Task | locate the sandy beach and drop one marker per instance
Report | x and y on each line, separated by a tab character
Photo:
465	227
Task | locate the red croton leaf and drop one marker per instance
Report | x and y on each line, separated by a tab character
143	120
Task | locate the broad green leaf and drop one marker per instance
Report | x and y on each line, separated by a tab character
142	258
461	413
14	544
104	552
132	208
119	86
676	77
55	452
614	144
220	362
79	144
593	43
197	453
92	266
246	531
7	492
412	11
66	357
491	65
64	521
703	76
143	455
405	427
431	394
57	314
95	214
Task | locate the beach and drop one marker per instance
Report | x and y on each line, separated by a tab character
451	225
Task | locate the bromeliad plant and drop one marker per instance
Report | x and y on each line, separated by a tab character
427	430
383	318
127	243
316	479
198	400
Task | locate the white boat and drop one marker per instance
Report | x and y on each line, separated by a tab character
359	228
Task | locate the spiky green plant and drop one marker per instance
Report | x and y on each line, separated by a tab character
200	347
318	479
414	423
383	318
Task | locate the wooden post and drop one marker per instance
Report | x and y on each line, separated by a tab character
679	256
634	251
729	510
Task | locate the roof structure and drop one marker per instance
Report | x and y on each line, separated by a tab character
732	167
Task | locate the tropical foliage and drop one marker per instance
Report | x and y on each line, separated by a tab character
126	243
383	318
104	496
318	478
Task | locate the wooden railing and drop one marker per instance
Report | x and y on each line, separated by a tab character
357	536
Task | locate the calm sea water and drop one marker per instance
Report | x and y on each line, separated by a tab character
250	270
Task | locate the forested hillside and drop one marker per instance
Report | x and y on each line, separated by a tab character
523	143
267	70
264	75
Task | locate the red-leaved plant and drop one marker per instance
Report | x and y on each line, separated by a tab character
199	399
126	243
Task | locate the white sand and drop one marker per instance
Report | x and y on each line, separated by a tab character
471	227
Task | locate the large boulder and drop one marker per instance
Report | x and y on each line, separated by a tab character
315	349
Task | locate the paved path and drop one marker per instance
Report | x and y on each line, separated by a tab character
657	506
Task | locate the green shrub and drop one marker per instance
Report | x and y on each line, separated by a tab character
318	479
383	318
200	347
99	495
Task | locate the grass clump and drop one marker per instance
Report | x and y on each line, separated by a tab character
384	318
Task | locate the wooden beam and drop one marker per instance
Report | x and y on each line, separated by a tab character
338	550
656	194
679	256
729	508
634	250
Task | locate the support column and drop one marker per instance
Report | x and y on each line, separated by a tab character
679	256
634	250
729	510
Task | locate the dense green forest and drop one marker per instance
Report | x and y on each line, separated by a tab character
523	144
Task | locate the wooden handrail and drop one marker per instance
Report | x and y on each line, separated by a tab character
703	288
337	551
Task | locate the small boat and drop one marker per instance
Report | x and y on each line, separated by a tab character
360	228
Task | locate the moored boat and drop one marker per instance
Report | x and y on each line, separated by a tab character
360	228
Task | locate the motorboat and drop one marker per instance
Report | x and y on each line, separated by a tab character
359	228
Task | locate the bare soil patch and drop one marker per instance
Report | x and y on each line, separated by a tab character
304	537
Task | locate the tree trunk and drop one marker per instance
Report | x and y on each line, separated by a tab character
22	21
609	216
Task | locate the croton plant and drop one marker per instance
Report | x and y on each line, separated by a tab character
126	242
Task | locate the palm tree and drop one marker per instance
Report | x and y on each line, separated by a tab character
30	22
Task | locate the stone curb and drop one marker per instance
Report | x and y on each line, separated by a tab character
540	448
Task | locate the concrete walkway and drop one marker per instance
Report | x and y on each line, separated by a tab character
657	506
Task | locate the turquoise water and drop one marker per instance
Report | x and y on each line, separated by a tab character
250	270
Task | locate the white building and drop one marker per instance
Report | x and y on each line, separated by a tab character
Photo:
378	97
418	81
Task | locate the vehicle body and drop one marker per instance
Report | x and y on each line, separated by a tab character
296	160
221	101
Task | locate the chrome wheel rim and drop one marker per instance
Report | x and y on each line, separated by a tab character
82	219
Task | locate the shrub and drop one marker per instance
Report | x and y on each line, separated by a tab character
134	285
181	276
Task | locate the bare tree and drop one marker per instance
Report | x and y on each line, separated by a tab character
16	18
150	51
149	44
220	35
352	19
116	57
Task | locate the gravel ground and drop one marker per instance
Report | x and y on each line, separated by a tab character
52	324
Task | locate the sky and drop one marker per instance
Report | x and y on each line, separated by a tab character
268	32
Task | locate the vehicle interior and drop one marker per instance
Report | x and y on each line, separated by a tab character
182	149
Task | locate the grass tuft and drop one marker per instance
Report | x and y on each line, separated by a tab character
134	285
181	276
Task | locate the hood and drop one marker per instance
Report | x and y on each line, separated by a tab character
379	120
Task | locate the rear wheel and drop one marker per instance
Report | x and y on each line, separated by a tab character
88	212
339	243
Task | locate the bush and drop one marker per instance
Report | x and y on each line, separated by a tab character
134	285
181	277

- **STATED EXERCISE**:
In the part that opens with the line containing "Task | locate the bush" and closes at the end of the records, switch "bush" to "shrub" and give those lines again with nothing else changed.

- **PROBLEM SOLUTION**:
Task | locate the shrub and drop one marker per instance
Report | x and y on each line, separated by a tab character
134	285
181	277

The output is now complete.